-- Begin Material for the task --
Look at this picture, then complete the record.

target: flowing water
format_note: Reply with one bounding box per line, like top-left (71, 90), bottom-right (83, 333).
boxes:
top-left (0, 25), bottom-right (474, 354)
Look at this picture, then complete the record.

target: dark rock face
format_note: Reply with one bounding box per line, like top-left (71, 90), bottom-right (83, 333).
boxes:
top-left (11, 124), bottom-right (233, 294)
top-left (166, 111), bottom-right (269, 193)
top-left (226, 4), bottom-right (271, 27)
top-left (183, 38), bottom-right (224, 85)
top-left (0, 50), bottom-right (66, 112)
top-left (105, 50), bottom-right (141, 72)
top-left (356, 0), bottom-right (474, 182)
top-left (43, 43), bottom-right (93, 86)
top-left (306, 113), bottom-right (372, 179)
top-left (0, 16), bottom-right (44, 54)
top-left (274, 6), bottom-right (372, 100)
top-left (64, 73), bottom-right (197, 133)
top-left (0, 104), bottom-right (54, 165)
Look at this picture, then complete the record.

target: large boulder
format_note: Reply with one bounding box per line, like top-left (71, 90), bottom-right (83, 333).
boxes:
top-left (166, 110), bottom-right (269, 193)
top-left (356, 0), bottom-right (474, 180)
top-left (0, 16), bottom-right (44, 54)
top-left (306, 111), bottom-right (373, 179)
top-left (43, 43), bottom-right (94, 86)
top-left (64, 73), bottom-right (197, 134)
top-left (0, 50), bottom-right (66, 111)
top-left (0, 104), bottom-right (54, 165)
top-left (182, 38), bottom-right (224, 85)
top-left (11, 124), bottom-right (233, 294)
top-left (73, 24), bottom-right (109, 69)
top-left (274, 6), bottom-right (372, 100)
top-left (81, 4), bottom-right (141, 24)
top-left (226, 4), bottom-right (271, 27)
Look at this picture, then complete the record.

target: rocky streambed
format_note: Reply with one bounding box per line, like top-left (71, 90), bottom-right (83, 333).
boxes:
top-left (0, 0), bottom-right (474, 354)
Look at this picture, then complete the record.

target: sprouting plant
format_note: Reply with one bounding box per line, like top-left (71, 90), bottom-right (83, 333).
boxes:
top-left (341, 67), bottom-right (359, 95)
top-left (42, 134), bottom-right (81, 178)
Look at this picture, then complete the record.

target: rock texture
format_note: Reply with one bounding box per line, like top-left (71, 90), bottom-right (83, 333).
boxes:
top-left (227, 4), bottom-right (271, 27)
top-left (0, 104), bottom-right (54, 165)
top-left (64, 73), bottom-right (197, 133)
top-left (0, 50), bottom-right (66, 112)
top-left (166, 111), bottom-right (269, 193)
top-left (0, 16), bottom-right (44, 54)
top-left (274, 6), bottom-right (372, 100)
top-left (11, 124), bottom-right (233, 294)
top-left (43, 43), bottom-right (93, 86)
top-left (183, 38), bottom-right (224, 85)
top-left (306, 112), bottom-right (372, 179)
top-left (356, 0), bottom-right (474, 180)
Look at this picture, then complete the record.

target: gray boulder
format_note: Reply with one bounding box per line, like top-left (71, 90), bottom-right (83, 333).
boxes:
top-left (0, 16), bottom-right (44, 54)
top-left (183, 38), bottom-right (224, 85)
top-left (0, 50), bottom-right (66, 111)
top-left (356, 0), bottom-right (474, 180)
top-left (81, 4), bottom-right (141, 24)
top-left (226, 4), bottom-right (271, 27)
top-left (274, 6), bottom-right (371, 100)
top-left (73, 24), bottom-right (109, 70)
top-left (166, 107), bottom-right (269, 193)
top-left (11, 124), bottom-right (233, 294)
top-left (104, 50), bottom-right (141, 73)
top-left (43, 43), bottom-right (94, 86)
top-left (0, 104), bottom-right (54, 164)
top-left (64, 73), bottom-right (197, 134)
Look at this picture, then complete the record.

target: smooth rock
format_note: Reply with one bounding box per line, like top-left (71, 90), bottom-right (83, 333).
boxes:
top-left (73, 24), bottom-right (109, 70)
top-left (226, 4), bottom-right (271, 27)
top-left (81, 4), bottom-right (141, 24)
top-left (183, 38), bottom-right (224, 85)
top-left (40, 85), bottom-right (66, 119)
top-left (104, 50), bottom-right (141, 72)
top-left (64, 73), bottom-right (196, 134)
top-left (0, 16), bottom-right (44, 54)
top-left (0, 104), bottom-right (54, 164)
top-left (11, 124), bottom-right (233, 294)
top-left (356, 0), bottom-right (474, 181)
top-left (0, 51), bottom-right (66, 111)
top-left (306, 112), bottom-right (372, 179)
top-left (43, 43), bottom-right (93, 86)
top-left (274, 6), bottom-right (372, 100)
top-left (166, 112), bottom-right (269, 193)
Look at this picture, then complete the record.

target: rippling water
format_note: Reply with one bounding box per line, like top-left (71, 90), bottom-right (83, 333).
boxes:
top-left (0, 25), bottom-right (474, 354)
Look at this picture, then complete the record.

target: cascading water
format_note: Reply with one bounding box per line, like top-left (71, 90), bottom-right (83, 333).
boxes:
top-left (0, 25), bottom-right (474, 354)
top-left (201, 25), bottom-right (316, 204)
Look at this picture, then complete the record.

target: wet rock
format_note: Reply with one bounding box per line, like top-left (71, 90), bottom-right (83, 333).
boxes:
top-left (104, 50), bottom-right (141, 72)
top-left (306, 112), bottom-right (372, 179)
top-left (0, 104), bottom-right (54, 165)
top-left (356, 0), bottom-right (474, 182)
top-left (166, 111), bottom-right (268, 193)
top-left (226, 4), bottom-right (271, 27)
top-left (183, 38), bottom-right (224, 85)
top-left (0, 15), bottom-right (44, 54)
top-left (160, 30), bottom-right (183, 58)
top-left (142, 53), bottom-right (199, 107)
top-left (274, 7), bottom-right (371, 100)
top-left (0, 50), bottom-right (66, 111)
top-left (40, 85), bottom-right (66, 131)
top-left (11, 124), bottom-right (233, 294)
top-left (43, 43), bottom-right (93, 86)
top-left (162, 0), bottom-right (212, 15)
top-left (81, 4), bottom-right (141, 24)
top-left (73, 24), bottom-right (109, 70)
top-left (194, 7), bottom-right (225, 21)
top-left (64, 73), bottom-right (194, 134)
-- End Material for the task --
-- Begin Material for the task --
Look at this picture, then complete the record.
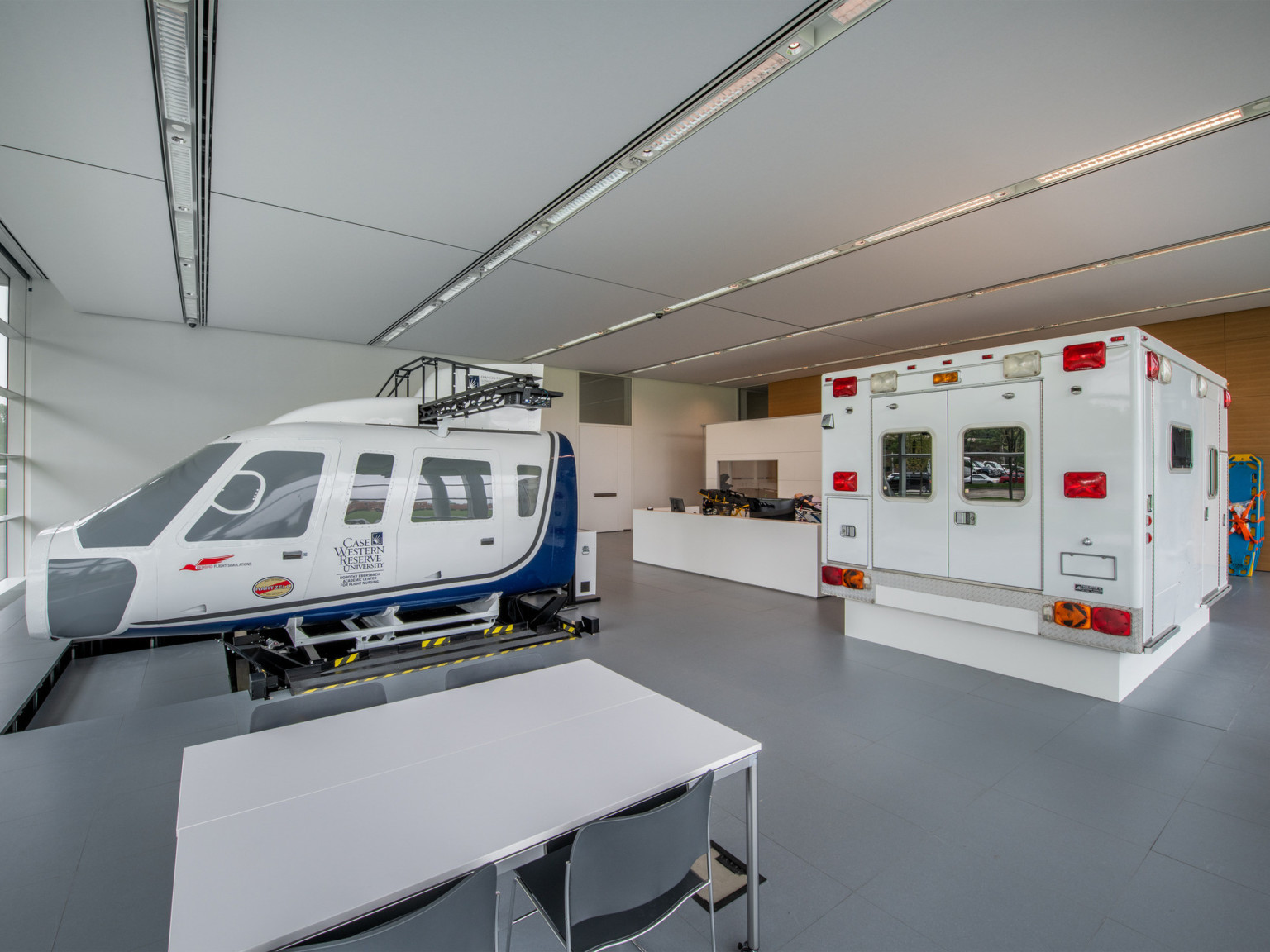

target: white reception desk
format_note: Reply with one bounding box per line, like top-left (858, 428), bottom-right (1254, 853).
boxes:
-- End Material for the task --
§ Aim of the task
Select every line in the data that contains the word "water", and copy each one.

§ Final answer
target: flowing water
target: rippling water
target: cascading water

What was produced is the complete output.